TEXT SHOWN:
※ ※ ※
Of those surveyed in a study by Ipsos MORI and the Policy Institute at King’s, some 24 per cent found it harder to follow the rules of lockdown 2, citing being fatigued by the crisis and the regulations not being fairly applied to the population.
In the group of people found to be struggling, 54 per cent of women compared to 33 per cent men said they were missing meeting friends outside. And more women also said they were worn out by the pandemic compared with men (47 per cent vs 33 per cent).
Of the men struggling with the second lockdown, 27 per cent cited boredom was the reason, while only 19 per cent of women listed this as their reason for finding the restrictions challenging.
“It’s important to remember that women found the first lockdown harder than men. And we see now that those who say they’re struggling more with being worn down by the crisis are also disproportionately women,” explained Ipsos MORI spokesperson Kelly Beaver.
In the study, conducted with 2,244 UK residents aged between 16-75, the majority of people coped with lockdown two fine. Twenty four per cent of those asked said they found it easier to follow government restrictions this time around, while 48 per cent of people managed the same as in the first lockdown.
The majority of respondents in the survey said they were still being vigilant during the pandemic.
Sixteen per cent of people interviewed said they saw no point in sticking to the government’s rules anymore. Meanwhile, 14 per cent felt pressured by their loved ones to break the rules
Factors listed as making it harder to follow government guidelines included seasonal weather, getting tired of regulations and the belief that restrictions were not fairly imposed. People surveyed also stated that their trust in the government had wained.
"Social isolation and a feeling of being worn out by the crisis are drivers of this, but so too is the official response to the pandemic," said professor Bobby Duffy, director of Kings College’s policy institute.
Three in 10 (31 per cent) of people surveyed have felt anxiety over whether they’re properly obeying lockdown rules, and 16 per cent of people said they had broken restrictions due to not understanding them – but this figure jumped up to 29 per cent among 16-34-year-olds.
As we end the second lockdown and move into the tier system, it’s vital that the government communicates clearly, explained Duffy. "As we come out of this national lockdown and enter a new tiered system, the government must rebuild confidence in its approach and clearly communicate what it is doing and why."
The Ipsos MORI and King’s College survey was carried out online between 20 and 24 November 2020.
※ ※ ※
ASSIGNED TASK: Rewrite everything from "In the study, conducted" down to "the first lockdown." in the lockdown survey article, swapping "residents" for "adults". The items that come next are drawn from a separate source.
※ ※ ※
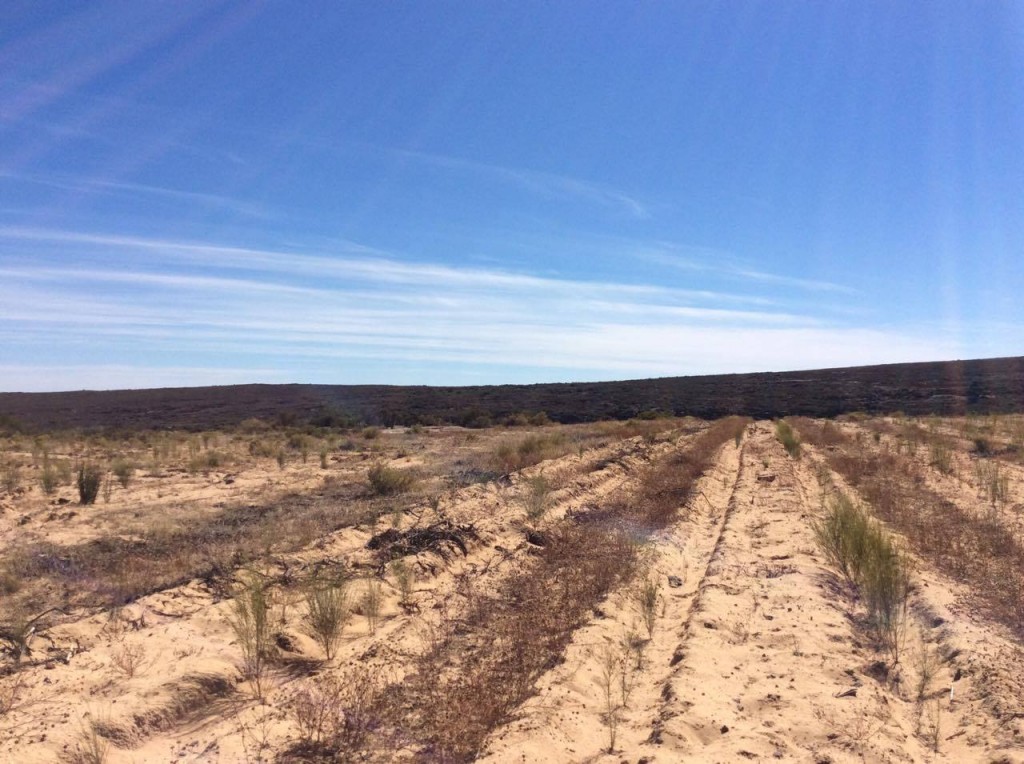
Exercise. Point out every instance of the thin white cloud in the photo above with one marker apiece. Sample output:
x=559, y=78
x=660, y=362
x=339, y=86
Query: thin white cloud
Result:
※ ※ ※
YOUR RESPONSE:
In the study, conducted with 2,244 UK adults aged between 16-75, the majority of people coped with lockdown two fine. Twenty four per cent of those asked said they found it easier to follow government restrictions this time around, while 48 per cent of people managed the same as in the first lockdown.